Begin Stored data

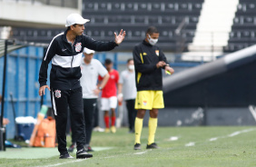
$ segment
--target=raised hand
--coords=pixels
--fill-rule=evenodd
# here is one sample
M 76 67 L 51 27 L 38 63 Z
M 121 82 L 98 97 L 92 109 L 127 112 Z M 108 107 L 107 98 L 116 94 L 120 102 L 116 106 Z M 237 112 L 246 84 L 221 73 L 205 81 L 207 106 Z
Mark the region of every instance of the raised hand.
M 119 34 L 117 35 L 116 33 L 113 33 L 114 34 L 114 42 L 117 44 L 120 44 L 123 39 L 124 39 L 124 36 L 125 36 L 125 31 L 123 31 L 123 29 L 120 31 Z

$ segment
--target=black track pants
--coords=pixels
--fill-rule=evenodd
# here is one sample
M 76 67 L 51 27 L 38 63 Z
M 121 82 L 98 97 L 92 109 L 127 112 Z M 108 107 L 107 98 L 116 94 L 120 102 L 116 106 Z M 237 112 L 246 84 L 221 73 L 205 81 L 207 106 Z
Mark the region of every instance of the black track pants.
M 129 129 L 134 131 L 134 122 L 137 115 L 137 110 L 135 110 L 135 99 L 126 100 L 126 108 L 128 113 Z
M 84 149 L 85 144 L 85 125 L 83 112 L 82 87 L 68 91 L 51 88 L 51 99 L 56 121 L 58 150 L 60 153 L 67 152 L 65 130 L 68 106 L 73 118 L 71 124 L 74 136 L 76 139 L 77 150 Z

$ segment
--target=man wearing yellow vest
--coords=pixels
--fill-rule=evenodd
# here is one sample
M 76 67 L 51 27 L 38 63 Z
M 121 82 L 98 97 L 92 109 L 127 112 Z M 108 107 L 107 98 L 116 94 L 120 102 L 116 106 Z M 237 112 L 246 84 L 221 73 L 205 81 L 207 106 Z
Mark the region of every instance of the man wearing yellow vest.
M 159 32 L 156 27 L 149 27 L 145 39 L 136 45 L 133 52 L 137 87 L 135 109 L 138 110 L 135 119 L 134 150 L 141 149 L 141 133 L 146 110 L 150 111 L 149 136 L 146 148 L 159 148 L 154 142 L 154 134 L 157 127 L 158 109 L 164 108 L 162 69 L 170 74 L 172 74 L 174 70 L 169 66 L 162 50 L 155 45 L 158 38 Z

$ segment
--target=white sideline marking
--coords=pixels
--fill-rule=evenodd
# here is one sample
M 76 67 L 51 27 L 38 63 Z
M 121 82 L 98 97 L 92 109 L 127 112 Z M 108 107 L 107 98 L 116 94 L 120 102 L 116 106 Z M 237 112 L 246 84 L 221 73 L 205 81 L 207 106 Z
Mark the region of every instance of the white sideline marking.
M 217 141 L 217 140 L 218 140 L 218 137 L 213 137 L 213 138 L 209 139 L 210 142 Z
M 134 153 L 134 155 L 140 155 L 140 154 L 143 154 L 143 153 L 146 153 L 147 152 L 136 152 Z
M 233 136 L 239 135 L 241 133 L 249 133 L 251 131 L 255 131 L 255 129 L 245 129 L 245 130 L 242 130 L 242 131 L 234 132 L 231 134 L 226 135 L 226 136 L 213 137 L 213 138 L 209 139 L 209 142 L 217 141 L 218 139 L 221 139 L 221 138 L 233 137 Z
M 71 161 L 71 162 L 63 162 L 63 163 L 56 163 L 56 164 L 52 164 L 52 165 L 46 165 L 45 167 L 60 166 L 60 165 L 63 165 L 63 164 L 73 163 L 73 162 L 82 162 L 82 161 L 84 161 L 84 160 L 86 160 L 86 159 L 74 160 L 74 161 Z M 39 167 L 39 166 L 38 166 L 38 167 Z
M 186 147 L 191 147 L 191 146 L 194 146 L 194 145 L 195 145 L 195 142 L 189 142 L 189 143 L 185 144 Z
M 255 128 L 251 128 L 251 129 L 245 129 L 245 130 L 242 130 L 242 131 L 237 131 L 237 132 L 231 133 L 231 134 L 228 134 L 226 136 L 212 137 L 212 138 L 209 139 L 208 141 L 213 142 L 213 141 L 217 141 L 218 139 L 234 137 L 234 136 L 239 135 L 241 133 L 249 133 L 249 132 L 255 131 L 255 130 L 256 130 Z M 195 142 L 192 142 L 185 144 L 186 147 L 191 147 L 191 146 L 194 146 L 194 145 L 195 145 Z
M 249 133 L 251 131 L 255 131 L 255 129 L 245 129 L 245 130 L 242 130 L 242 131 L 234 132 L 232 133 L 231 133 L 229 135 L 229 137 L 233 137 L 233 136 L 236 136 L 236 135 L 241 134 L 241 133 Z
M 178 141 L 179 137 L 177 136 L 172 136 L 168 141 Z

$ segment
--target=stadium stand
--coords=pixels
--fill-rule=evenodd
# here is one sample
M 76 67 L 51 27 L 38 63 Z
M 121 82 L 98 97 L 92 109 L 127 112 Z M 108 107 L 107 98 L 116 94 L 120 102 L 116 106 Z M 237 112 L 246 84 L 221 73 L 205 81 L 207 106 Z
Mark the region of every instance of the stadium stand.
M 240 0 L 225 52 L 234 52 L 256 43 L 256 1 Z
M 96 40 L 112 40 L 113 32 L 125 29 L 127 37 L 122 44 L 131 50 L 144 37 L 150 25 L 157 26 L 161 33 L 159 44 L 164 51 L 186 50 L 194 36 L 203 0 L 130 0 L 130 1 L 83 1 L 83 16 L 91 20 L 85 34 Z M 177 27 L 185 20 L 180 34 Z M 49 43 L 64 29 L 34 29 L 13 27 L 13 37 L 29 42 Z M 182 45 L 180 45 L 182 41 Z M 178 44 L 178 45 L 177 45 Z

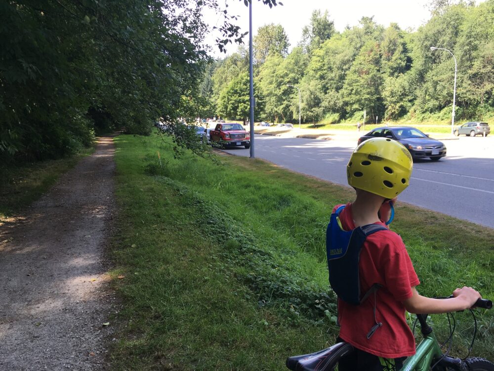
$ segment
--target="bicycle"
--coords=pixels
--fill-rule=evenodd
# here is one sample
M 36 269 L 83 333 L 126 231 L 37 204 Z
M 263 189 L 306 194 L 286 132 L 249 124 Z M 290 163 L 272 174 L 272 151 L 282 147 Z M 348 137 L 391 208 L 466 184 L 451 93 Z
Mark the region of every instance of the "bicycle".
M 479 299 L 475 306 L 490 309 L 493 307 L 493 302 L 487 299 Z M 473 312 L 472 313 L 473 314 Z M 443 344 L 450 341 L 448 349 L 443 353 L 432 328 L 426 323 L 428 315 L 417 315 L 415 324 L 417 321 L 420 323 L 423 339 L 417 347 L 415 354 L 405 360 L 400 371 L 494 371 L 494 363 L 484 358 L 469 357 L 469 351 L 467 357 L 463 359 L 448 355 L 454 332 L 454 325 L 453 329 L 450 327 L 450 337 Z M 470 351 L 473 346 L 477 330 L 477 320 L 474 314 L 473 318 L 475 330 Z M 453 318 L 454 319 L 454 317 Z M 354 348 L 350 344 L 344 342 L 338 343 L 316 353 L 290 357 L 287 359 L 287 367 L 292 371 L 332 371 L 342 358 L 351 356 L 353 351 Z

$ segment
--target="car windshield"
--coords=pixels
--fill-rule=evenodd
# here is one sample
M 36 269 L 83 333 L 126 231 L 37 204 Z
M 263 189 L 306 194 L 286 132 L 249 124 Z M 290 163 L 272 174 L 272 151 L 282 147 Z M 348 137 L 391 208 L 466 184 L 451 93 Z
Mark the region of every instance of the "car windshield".
M 223 130 L 243 130 L 244 127 L 240 124 L 227 124 L 223 126 Z
M 400 128 L 393 129 L 393 133 L 396 138 L 426 138 L 427 136 L 420 130 L 414 128 Z

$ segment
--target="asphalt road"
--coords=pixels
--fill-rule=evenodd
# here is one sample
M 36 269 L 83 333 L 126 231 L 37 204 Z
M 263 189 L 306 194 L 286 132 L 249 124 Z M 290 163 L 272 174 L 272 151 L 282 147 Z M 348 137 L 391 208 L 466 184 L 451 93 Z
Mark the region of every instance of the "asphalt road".
M 356 142 L 355 135 L 331 140 L 256 135 L 254 154 L 348 186 L 346 165 Z M 436 162 L 416 161 L 410 186 L 399 199 L 494 228 L 494 138 L 460 137 L 443 142 L 447 156 Z M 225 151 L 249 155 L 243 147 Z

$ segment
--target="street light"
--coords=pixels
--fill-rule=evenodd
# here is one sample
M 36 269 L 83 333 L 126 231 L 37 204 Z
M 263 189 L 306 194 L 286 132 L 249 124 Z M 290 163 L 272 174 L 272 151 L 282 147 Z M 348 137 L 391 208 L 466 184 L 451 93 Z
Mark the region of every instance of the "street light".
M 300 98 L 301 96 L 300 95 L 300 90 L 298 89 L 298 87 L 295 86 L 295 85 L 290 85 L 289 84 L 287 84 L 287 86 L 291 86 L 293 88 L 296 88 L 297 90 L 298 91 L 298 129 L 300 128 L 300 122 L 301 122 L 301 116 L 300 116 L 300 107 L 302 105 L 302 99 Z
M 445 49 L 442 47 L 431 46 L 431 51 L 434 51 L 436 50 L 446 50 L 448 53 L 451 54 L 453 56 L 453 59 L 454 59 L 454 84 L 453 85 L 453 110 L 451 113 L 451 134 L 453 134 L 454 131 L 453 127 L 454 126 L 454 98 L 456 95 L 456 58 L 454 57 L 454 55 L 453 53 L 450 50 L 448 50 L 448 49 Z

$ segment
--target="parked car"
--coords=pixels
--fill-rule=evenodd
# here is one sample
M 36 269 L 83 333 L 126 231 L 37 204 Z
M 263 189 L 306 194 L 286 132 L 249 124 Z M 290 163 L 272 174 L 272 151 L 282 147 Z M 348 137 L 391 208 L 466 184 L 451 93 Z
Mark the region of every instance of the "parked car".
M 196 126 L 194 127 L 194 129 L 196 130 L 196 134 L 197 134 L 197 136 L 199 137 L 199 139 L 202 140 L 203 133 L 204 133 L 204 130 L 206 129 L 206 128 L 202 126 Z
M 377 128 L 361 137 L 359 144 L 376 137 L 398 140 L 407 147 L 414 160 L 429 157 L 433 161 L 438 161 L 446 155 L 446 146 L 442 142 L 430 138 L 418 129 L 410 126 Z
M 211 142 L 211 140 L 209 138 L 209 132 L 212 130 L 212 129 L 205 129 L 204 131 L 203 132 L 203 137 L 201 139 L 203 143 L 209 143 Z
M 217 124 L 209 133 L 211 143 L 222 148 L 243 145 L 246 149 L 250 148 L 250 135 L 240 124 L 227 123 Z
M 487 137 L 491 134 L 491 128 L 487 122 L 467 122 L 455 129 L 453 133 L 456 137 L 460 134 L 467 137 L 475 137 L 477 134 Z

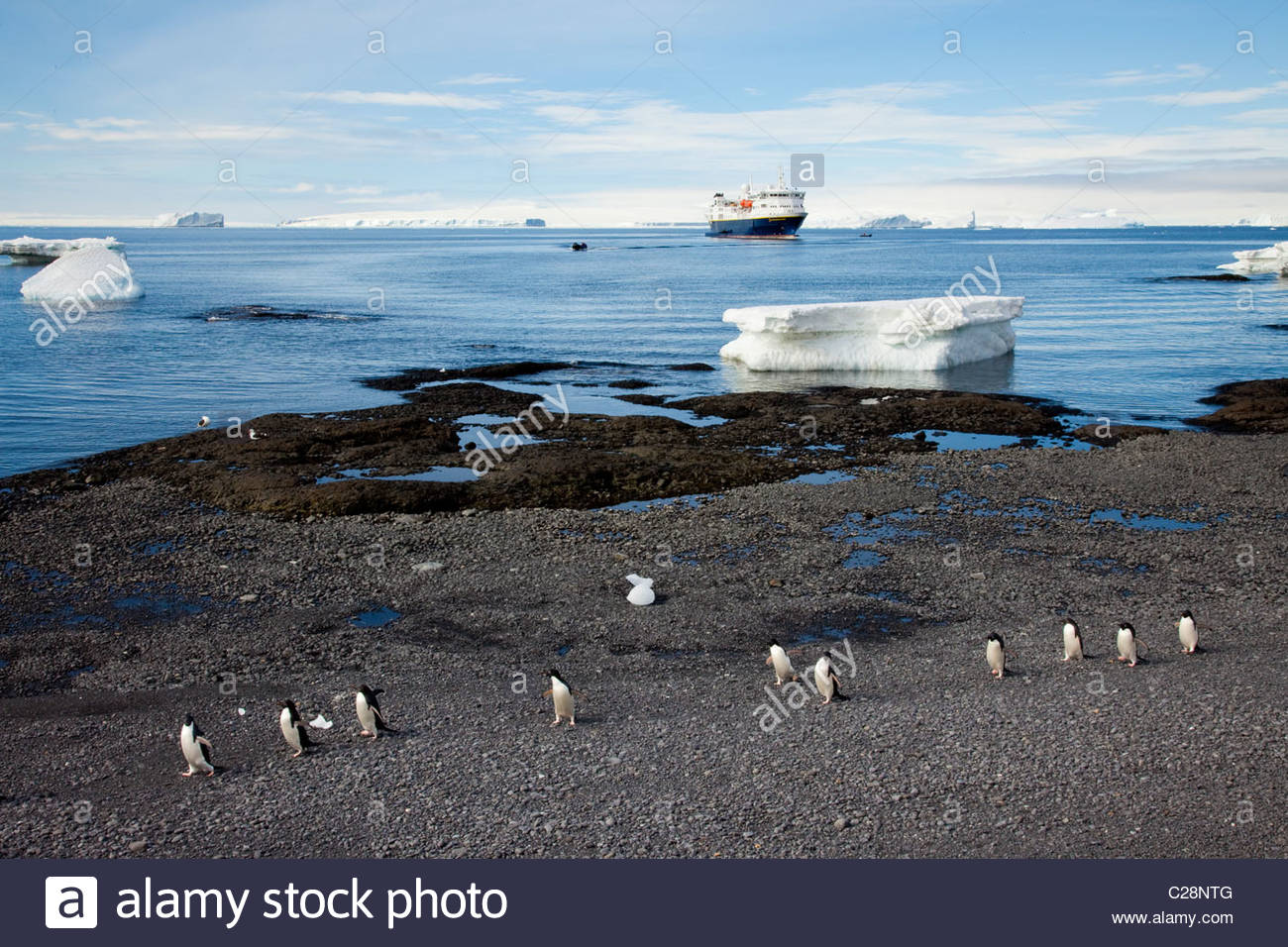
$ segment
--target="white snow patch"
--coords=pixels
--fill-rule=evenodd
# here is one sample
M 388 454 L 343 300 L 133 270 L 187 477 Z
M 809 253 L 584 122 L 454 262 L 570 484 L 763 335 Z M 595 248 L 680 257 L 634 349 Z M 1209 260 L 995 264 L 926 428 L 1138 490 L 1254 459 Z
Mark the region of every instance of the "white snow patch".
M 1023 309 L 1023 296 L 728 309 L 742 335 L 720 356 L 752 371 L 938 371 L 1012 350 Z
M 135 282 L 125 254 L 94 244 L 59 256 L 22 285 L 22 295 L 50 303 L 72 300 L 93 309 L 99 303 L 138 299 L 143 287 Z
M 1283 273 L 1288 269 L 1288 240 L 1260 250 L 1235 250 L 1234 263 L 1222 263 L 1217 269 L 1229 269 L 1243 276 Z
M 0 240 L 0 256 L 12 256 L 15 263 L 53 263 L 72 250 L 86 246 L 106 246 L 120 250 L 124 244 L 116 237 L 76 237 L 75 240 L 45 240 L 43 237 L 15 237 Z

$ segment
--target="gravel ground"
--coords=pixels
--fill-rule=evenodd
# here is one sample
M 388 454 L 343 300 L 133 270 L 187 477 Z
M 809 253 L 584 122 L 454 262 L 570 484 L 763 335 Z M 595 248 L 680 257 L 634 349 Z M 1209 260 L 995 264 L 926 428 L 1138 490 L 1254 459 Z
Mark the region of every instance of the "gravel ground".
M 643 512 L 35 497 L 0 519 L 0 853 L 1284 857 L 1285 464 L 1284 434 L 1172 433 Z M 797 669 L 853 655 L 851 700 L 770 715 L 770 638 Z M 553 664 L 576 729 L 549 727 Z M 357 736 L 358 683 L 399 733 Z M 335 723 L 303 759 L 287 696 Z M 179 778 L 189 711 L 213 778 Z

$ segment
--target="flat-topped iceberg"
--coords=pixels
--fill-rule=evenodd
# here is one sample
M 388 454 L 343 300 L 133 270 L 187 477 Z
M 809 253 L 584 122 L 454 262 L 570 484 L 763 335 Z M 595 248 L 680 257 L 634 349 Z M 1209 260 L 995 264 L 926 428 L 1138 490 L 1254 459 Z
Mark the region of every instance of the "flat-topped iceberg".
M 59 256 L 22 285 L 22 295 L 84 312 L 100 303 L 138 299 L 143 287 L 135 282 L 125 254 L 95 244 Z
M 1015 348 L 1023 296 L 930 296 L 728 309 L 721 358 L 753 371 L 938 371 Z
M 86 246 L 104 246 L 109 250 L 120 250 L 124 244 L 116 237 L 76 237 L 75 240 L 15 237 L 14 240 L 0 240 L 0 256 L 9 256 L 18 265 L 44 265 L 70 254 L 72 250 L 81 250 Z
M 1283 273 L 1288 267 L 1288 240 L 1264 246 L 1260 250 L 1235 250 L 1234 263 L 1222 263 L 1217 269 L 1255 276 L 1256 273 Z
M 206 214 L 200 210 L 188 214 L 160 214 L 152 222 L 153 227 L 223 227 L 223 214 Z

End Stored data

Set task:
Pull out every line above that contains the word "black", matching case exactly.

Solution to this problem:
--target=black track pants
Mark the region of every instance of the black track pants.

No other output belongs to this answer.